Texte présenté
....

Bruno Schröder: “imaginer un nouveau dialogue enseignement-entreprises”

Interview
Par · 04/04/2014

L’enseignement de l’informatique à l’école (tous niveaux confondus) continue de susciter le débat.

Quelle place lui octroyer? Quels moyens y affecter? L’école est-elle le meilleur endroit pour sensibiliser et former les jeunes – de tout âge – à l’informatique et, plus encore, au numérique? Quels sont les défis les plus urgents? Quel accompagnement prévoir, en ce compris – et parfois surtout -, pour les enseignants et formateurs? Jusqu’à quel niveau d’intervention les acteurs publics (politiques) doivent-ils tendre?

Autant de questions, souvent soulevées et débattues, qui semblent ne jamais trouver de réponse définitive et/ou satisfaisante.

Nous leur consacrons dès lors un chapitre dans cette série d’articles “Paroles de terrain” qui donne la parole à divers acteurs en vue de recueillir leurs demandes et espoirs à quelques encablures des élections.

Premier invité pour ce chapitre Education: Bruno Schröder, expert auprès de l’AEQES (Agence pour l’Evaluation de la Qualité de l’Enseignement Supérieur).

Dans la première partie de cette interview, il aborde notamment le problème de déphasage de l’enseignement par rapport aux besoins de terrain et quelques idées permettant de réconcilier l’école avec les défis de notre quotidien.


 

Remarque préalable: nous donnons la parole à Bruno Schröder (par ailleurs Technology Office de Microsoft Belux) en sa qualité d’observateur du monde de l’enseignement qui lui a valu d’être sélectionné comme “expert” par l’AEQES (Agence pour l’Evaluation de la Qualité de l’Enseignement Supérieur). Celle-ci a procédé en 2012-2013 à l’évaluation des formations IT dispensées par les universités, hautes écoles et établissements supérieurs de promotion sociale en Fédération Wallonie-Bruxelles. (Relire l’article que nous y avons consacré)

....

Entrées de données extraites

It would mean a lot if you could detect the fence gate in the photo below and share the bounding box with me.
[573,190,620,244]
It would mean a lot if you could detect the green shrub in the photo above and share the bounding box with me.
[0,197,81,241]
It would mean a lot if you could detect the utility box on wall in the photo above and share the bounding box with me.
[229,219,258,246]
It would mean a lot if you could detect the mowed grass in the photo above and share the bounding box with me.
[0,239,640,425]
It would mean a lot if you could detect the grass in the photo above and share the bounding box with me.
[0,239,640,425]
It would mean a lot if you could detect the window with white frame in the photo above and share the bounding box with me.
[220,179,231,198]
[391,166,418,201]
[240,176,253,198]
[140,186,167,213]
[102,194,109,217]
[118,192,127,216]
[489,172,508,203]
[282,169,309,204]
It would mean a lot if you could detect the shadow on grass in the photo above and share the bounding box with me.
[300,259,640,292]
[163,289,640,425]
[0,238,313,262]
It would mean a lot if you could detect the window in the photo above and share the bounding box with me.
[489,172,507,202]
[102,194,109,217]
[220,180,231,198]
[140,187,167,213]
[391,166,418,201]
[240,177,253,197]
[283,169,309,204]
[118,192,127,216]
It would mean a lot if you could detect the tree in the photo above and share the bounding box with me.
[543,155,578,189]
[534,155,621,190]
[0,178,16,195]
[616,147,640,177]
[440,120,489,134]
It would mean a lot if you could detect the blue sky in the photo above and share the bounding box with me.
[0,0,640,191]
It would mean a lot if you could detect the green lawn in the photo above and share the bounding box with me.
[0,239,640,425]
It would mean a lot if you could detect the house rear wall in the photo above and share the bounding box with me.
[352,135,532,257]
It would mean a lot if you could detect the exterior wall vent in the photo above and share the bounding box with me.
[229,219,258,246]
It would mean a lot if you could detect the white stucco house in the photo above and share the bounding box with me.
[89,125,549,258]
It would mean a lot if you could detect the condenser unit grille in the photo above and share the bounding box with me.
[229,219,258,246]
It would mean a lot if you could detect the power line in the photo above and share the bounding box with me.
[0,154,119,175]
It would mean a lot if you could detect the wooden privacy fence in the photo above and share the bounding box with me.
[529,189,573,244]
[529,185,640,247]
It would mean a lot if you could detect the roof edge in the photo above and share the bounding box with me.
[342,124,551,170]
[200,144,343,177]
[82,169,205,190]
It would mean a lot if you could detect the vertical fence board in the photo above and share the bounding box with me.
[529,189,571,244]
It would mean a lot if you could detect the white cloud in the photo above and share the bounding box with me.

....

Liste des tâches
**A)** Recopiez le passage de l'article sur l'enseignement de l'informatique qui s'ouvre sur les mots "Quelle place lui" et se clôt sur "encablures des élections.".
**B)** Dans les entrées, reprenez uniquement la partie qui commence par la ligne contenant "the window in" et se termine par celle contenant "[440,120,489,134]", en remplaçant "tree" par "bush" sans rien modifier d'autre.

Résultats attendus
**A)**
Quelle place lui octroyer? Quels moyens y affecter? L’école est-elle le meilleur endroit pour sensibiliser et former les jeunes – de tout âge – à l’informatique et, plus encore, au numérique? Quels sont les défis les plus urgents? Quel accompagnement prévoir, en ce compris – et parfois surtout -, pour les enseignants et formateurs? Jusqu’à quel niveau d’intervention les acteurs publics (politiques) doivent-ils tendre?

Autant de questions, souvent soulevées et débattues, qui semblent ne jamais trouver de réponse définitive et/ou satisfaisante.

Nous leur consacrons dès lors un chapitre dans cette série d’articles “Paroles de terrain” qui donne la parole à divers acteurs en vue de recueillir leurs demandes et espoirs à quelques encablures des élections.

**B)**
It would mean a lot if you could detect the window in the photo above and share the bounding box with me.
[489,172,507,202]
[102,194,109,217]
[220,180,231,198]
[140,187,167,213]
[391,166,418,201]
[240,177,253,197]
[283,169,309,204]
[118,192,127,216]
It would mean a lot if you could detect the bush in the photo above and share the bounding box with me.
[543,155,578,189]
[534,155,621,190]
[0,178,16,195]
[616,147,640,177]
[440,120,489,134]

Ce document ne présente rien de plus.